PROVIDED PASSAGE>
Senate Bill 29, which many had assumed died a few days ago, was revived in the Public Education Committee where it passed 8-5, and now heads to the state house.
SB 29, a legislative priority for Lt. Gov. Dan Patrick, would essentially ban transgender students from participating in a sports league consistent with their identity. The legislation also stipulates that the University Scholastic League and Texas school districts would determine “biological sex.”
State Rep. Harold Dutton, a Democrat and the Chair of the Public Education Committee, reportedly admitted that he was bringing back SB 29 as “retaliation” for Democrats killing a bill Dutton authored through procedural moves, House Bill 3270, that would have allowed greater state control over Houston ISD.
When asked about how many kids SB 29 would impact, Dutton allegedly said he “did not know.” SB 29 passed through the Senate last month. Rebecca Marques, Texas State Director for the Human Rights Campaign, released a statement after the Senate passage.
“This bill is opposed by educators, sports organizations and medical professionals. Collegiate and professional sports organizations have had trans-inclusive policies for years without incident, and there is no reason any state would need a ban on transgender participation in sports at the K-12 level,” said Marques.
After it was announced, SB 29 was met with widespread disapproval from the business community in Texas and around the nation. The NCAA also released a statement affirming they would not hold college championships in states that discriminate against transgender athletes. Following the NCAA’s announcement, Equality Texas CEO Ricardo Martinez spoke with Texas Signal about the unpopularity of SB 29 with the business community.

PROBLEM SET>
A – Summarize the article on Texas Senate Bill 29 in two sentences.
B – Continue the article on Texas Senate Bill 29 from the point where it stops.

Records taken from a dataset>

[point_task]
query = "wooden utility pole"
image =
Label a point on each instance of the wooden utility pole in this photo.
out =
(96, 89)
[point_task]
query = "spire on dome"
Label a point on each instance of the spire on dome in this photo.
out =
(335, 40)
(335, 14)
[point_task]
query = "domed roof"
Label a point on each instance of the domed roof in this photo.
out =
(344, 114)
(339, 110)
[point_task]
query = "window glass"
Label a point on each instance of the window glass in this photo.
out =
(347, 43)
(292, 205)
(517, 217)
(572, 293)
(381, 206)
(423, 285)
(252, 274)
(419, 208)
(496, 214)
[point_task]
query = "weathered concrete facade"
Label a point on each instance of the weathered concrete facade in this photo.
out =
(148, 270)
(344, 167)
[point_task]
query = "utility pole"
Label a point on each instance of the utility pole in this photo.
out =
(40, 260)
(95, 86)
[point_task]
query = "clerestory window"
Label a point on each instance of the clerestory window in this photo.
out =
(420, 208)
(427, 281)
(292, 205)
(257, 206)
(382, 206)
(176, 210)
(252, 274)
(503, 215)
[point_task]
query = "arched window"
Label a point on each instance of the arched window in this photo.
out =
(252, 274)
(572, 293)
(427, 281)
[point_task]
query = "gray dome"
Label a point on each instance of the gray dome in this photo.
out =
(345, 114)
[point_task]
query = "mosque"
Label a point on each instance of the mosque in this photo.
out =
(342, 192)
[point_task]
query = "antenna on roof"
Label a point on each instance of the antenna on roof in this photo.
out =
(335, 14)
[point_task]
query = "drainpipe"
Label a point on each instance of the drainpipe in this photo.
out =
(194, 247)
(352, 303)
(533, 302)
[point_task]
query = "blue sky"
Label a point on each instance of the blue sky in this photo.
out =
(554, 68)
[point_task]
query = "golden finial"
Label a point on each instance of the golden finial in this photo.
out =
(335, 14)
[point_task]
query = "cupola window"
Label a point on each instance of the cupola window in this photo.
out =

ANSWERS TO THE EXERCISES>
A – Senate Bill 29, a priority for Lt. Gov. Dan Patrick that would essentially bar transgender students from sports leagues consistent with their identity, was revived in the Public Education Committee, passed 8-5, and now heads to the state house. Committee Chair Harold Dutton reportedly called the move "retaliation" for Democrats killing his Houston ISD bill, while the measure has drawn opposition from the Human Rights Campaign, the business community, and the NCAA.

B –
“As with every session, we know business leaders hope that these unnecessary and harmful policies will not be advanced, especially when there are so many urgent priorities facing the state, from grid stability to rural broadband to pandemic recovery to continued investments in public education. If these measures do continue to advance, I expect we will see business and tourism voices get louder, as they have done every session for years now,” said Martinez.
If SB 29 does ultimately become law, Texas will likely face steep financial losses. The NCAA men’s tournament has multiple games scheduled in 2022 in Fort Worth and San Antonio, as well as a slew of other championship games in the state.
Kai Shappley, who testified poignantly against several other anti-trans bills in the state senate last month, reacted to the news about the bill’s resurrection in the Public Education committee with a red-faced angry emoji.
Shappley, a 10-year-old from Austin, garnered national attention for her heartfelt speech at the Texas Senate. “It makes me said that some politicians use trans kids like me to get votes from people who hate me just because I exist,” said Shappley in her testimony.
According to Equality Texas, there have been 30 anti-LGBTQ bills filed this legislative session, an increase over 50 percent from the last session in 2019.